TASK DESCRIPTION: In the news report below about the National Maternity Hospital in Dublin, what other name is given for trisomy 18?

DOCUMENT TEXT:
•••••
A woman had an abortion after being wrongly told her baby suffered from a fatal abnormality, it has been reported.
There have been calls for an investigation into the incident at the National Maternity Hospital in Dublin, Ireland.
A screening test was performed privately in March of this year, reports RTE.
The findings indicated the baby had a possible diagnosis of trisomy 18, also called Edwards’ syndrome, which is recognised as a fatal foetal abnormality under regulations that came into force in January.
It has been claimed that not all stages of the test results were available before the couple were in a position to make an informed decision.
The final parts of the definitive findings had not been returned from the UK when the couple were told of their baby’s alleged fatal abnormality.
The couple decided upon an abortion in the second trimester, independent.ie reports.
However, they were shocked to learn the catastrophic news that the test results later were negative for the anomaly.
The issue has been brought to the attention of the Health Minister, Simon Harris, who has been called on to carry out a statutory investigation.
•••••
DATASET EXTRACT:
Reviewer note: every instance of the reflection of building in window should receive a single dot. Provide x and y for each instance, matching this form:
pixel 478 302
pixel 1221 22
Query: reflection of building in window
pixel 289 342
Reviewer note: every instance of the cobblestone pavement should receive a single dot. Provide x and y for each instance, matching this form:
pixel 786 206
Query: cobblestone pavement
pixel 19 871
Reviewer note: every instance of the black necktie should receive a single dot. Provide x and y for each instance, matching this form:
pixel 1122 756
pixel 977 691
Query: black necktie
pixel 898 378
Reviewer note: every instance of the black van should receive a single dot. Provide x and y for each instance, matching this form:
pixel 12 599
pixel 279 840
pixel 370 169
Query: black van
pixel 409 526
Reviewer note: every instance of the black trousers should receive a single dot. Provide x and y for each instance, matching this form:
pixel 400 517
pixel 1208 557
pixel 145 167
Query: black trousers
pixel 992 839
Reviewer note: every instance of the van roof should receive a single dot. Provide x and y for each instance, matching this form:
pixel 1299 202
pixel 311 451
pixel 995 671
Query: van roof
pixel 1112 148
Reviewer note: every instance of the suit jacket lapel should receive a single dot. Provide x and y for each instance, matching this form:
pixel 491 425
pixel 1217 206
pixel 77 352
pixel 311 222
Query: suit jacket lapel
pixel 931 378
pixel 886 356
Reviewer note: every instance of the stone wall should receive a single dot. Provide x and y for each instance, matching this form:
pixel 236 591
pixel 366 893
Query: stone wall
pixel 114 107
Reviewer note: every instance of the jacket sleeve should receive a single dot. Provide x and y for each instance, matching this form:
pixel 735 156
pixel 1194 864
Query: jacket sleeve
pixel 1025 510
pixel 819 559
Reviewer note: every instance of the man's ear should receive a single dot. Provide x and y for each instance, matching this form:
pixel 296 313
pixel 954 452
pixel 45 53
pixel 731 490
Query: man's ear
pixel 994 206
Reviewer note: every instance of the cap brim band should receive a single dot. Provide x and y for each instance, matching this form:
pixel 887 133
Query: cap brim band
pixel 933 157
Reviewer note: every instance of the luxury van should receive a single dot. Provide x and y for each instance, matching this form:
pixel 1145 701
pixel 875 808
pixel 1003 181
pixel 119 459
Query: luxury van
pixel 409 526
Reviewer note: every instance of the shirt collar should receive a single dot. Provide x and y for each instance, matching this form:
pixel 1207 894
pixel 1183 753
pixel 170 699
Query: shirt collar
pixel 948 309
•••••
OUTPUT OF THE TASK: Edwards’ syndrome